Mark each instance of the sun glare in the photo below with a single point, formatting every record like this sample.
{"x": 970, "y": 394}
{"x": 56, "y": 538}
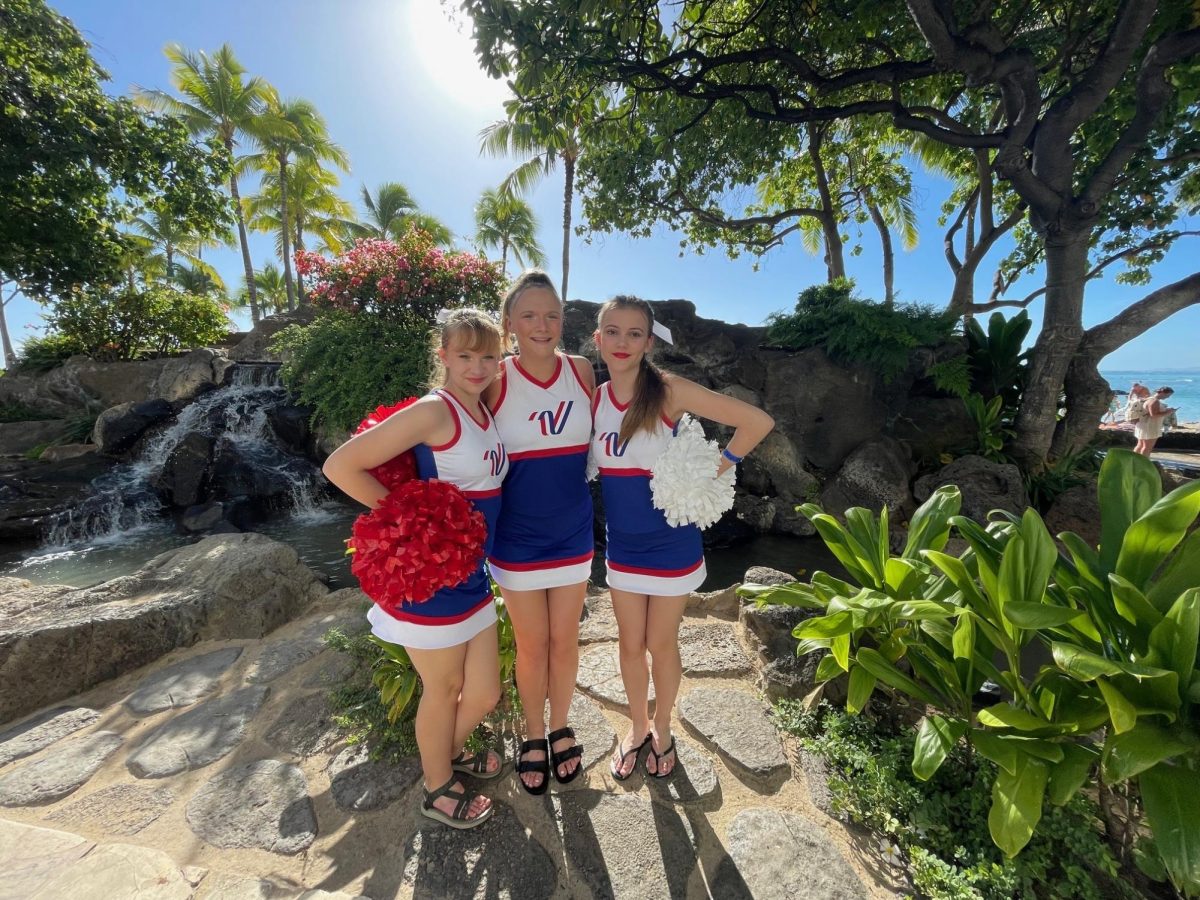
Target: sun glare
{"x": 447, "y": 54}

==

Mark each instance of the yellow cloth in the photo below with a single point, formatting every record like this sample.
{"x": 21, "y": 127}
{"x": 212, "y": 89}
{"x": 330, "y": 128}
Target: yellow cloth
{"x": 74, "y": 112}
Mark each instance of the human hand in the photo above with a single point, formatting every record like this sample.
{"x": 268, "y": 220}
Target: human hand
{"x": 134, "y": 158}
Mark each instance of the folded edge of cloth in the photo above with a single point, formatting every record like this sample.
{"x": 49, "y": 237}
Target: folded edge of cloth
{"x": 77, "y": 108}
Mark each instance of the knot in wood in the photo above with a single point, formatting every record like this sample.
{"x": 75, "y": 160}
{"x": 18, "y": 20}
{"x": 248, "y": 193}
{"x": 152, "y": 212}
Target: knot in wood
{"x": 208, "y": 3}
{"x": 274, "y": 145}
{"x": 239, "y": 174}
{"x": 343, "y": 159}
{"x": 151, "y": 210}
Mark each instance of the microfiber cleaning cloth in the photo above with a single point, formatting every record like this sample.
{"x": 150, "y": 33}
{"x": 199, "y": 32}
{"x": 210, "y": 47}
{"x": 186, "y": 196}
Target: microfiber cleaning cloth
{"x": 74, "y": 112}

# What the task asks:
Which lines in the listing above contain the string "Target", with case counting? Extract each such line.

# Final answer:
Target: sun glare
Target: yellow cloth
Target: human hand
Target: folded edge of cloth
Target: knot in wood
Target: microfiber cleaning cloth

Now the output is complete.